• _What to do_
Duplicate every row below verbatim, preserving each line's wording, punctuation, and order.
____
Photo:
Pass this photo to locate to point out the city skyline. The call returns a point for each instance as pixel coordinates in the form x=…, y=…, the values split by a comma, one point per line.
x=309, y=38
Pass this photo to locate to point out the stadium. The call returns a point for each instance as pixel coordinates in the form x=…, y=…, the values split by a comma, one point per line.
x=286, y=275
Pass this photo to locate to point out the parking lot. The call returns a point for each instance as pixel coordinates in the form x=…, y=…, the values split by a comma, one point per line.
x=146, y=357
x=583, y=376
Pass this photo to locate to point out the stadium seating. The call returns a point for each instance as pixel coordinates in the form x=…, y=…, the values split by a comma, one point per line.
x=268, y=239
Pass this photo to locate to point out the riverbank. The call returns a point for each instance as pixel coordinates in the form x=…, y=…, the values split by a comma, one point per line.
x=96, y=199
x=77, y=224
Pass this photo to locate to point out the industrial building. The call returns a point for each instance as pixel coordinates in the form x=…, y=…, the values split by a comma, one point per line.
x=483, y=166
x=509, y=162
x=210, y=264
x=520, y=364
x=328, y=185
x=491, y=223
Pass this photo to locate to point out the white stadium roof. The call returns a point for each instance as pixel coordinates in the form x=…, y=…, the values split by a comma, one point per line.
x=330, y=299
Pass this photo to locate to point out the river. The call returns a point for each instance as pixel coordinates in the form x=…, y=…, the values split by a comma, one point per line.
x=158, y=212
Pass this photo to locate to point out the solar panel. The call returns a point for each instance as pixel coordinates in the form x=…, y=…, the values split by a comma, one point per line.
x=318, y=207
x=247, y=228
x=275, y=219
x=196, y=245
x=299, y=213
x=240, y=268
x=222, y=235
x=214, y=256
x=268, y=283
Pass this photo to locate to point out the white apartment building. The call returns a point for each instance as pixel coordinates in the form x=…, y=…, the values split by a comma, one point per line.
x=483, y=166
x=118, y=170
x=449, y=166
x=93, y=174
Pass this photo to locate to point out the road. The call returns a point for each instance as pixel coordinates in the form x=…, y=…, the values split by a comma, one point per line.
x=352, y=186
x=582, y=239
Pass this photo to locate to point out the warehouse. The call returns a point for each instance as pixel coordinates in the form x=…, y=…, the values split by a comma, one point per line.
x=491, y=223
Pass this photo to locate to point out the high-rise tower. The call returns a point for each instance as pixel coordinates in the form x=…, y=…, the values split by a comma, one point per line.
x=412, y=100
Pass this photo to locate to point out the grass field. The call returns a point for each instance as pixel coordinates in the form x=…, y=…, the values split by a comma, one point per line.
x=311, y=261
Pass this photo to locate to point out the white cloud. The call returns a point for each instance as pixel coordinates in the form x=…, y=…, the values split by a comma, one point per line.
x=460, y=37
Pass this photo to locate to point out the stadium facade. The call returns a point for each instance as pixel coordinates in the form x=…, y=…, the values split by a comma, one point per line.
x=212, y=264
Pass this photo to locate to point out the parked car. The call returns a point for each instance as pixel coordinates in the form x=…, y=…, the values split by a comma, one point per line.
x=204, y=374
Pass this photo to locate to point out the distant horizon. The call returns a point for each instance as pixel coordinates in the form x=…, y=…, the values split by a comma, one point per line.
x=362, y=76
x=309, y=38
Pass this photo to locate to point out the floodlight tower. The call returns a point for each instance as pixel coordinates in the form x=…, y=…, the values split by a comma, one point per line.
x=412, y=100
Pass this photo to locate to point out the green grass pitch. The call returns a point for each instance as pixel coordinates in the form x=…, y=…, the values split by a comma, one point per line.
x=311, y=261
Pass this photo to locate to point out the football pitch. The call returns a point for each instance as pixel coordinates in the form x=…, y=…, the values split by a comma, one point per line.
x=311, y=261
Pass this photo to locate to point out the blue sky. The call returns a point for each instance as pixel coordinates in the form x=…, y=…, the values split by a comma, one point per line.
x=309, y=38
____
• _Result for this task_
Photo:
Pass this photo to locate to point out the city skyline. The call returns a point for each instance as pixel coordinates in the form x=…, y=…, the values split by a comma, one point per line.
x=309, y=38
Pass this photo to locate to point out the stadium. The call returns a point for each instance as pixel coordinates in the form x=…, y=…, the values split by a comma, one point per line.
x=286, y=275
Pass this photo to locate to point out the parking lot. The call returns a point for each instance as pixel coordinates in the form x=…, y=…, the values split by a comma, one point per line.
x=146, y=357
x=583, y=376
Pass this photo to locate to point out the stadium seating. The call returns a point for each instance as pixel coordinates in the form x=…, y=…, the values split by a comma, one point per line.
x=268, y=239
Pass this photo to locate to point out the riverbank. The call returns a point for each instance as pixel coordinates in the form x=…, y=…, the values split by a comma, one point per line.
x=96, y=199
x=77, y=224
Pass this photo to locate to point out the industrial building. The call returns a point for each instance as pixel coordinates in the form x=…, y=…, the values split by a comma, one point per line.
x=483, y=166
x=509, y=162
x=210, y=264
x=520, y=364
x=328, y=185
x=491, y=223
Pass this photo to locate to point out the white stadium roof. The call returns a point for each instance as pixel coordinates in the form x=…, y=…, the values split by a comma, one point per line.
x=330, y=299
Pass this photo to locate to point out the river. The call returns a point for each instance as pixel coordinates in the form x=…, y=…, the values split by a comma, one point per line.
x=158, y=212
Pass this photo to locate to point out the solar panel. The call returns a point for each instance as pixel coordinates in the form x=…, y=…, the values split by a comma, one point per line.
x=318, y=207
x=247, y=228
x=275, y=219
x=196, y=245
x=299, y=213
x=240, y=268
x=222, y=235
x=214, y=256
x=268, y=283
Pass this photo to locate to point out the white apartment building. The call returns a point for each instance as pixel coordinates in the form x=…, y=…, the values split by a comma, one point per line.
x=483, y=166
x=118, y=170
x=449, y=166
x=93, y=174
Pass this photo to locate to point out the road. The call returns a point for each instance as pixel coordinates in the form x=…, y=…, the values split by a comma, one point per line.
x=352, y=186
x=582, y=239
Pass this photo to locate to point out the warehouse. The call returns a point for each instance as pixel coordinates in the form x=…, y=…, the values split by a comma, one point per line.
x=491, y=223
Pass this photo to locate to point out the high-rise tower. The call returns a point for each instance as pixel coordinates in the form x=…, y=…, the values split by a comma, one point per line.
x=412, y=100
Pass this photo to locate to point out the grass field. The call returns a point for each instance as pixel coordinates in the form x=…, y=…, the values split by a comma, one point per line.
x=311, y=261
Pass this photo to locate to point out the white cloud. The call returns a point for each instance as pixel coordinates in the form x=…, y=…, the values split by a comma, one point per line.
x=460, y=37
Pass this photo to locate to point out the stadium facade. The call returns a point for each instance as pixel coordinates in the form x=…, y=…, the values split by a comma, one point per line.
x=212, y=264
Pass this photo to locate to point out the parked car. The call returns a point for each instance as pixel coordinates in the form x=…, y=…, the values split by a comma, one point per line.
x=204, y=374
Pass this photo to locate to point out the distant horizon. The call returns a point for each instance as pixel coordinates in the form x=…, y=…, the values split by a comma, one point per line.
x=362, y=76
x=309, y=38
Pass this photo to locate to point out the floodlight tower. The call returns a point for each instance as pixel coordinates in the form x=…, y=…, the values split by a comma, one point per line.
x=412, y=100
Pass this photo to locate to point out the green grass pitch. The call returns a point for each instance as pixel coordinates in the form x=…, y=…, the values split by a comma, one point per line.
x=311, y=261
Pass this photo to locate to point out the football pitch. The call returns a point for each instance as pixel coordinates in the form x=…, y=…, the values split by a comma, one point per line.
x=311, y=261
Pass this photo to locate to point out the blue sky. The call returns a point for each instance as pixel coordinates in the form x=…, y=…, the values split by a comma, one point per line.
x=309, y=38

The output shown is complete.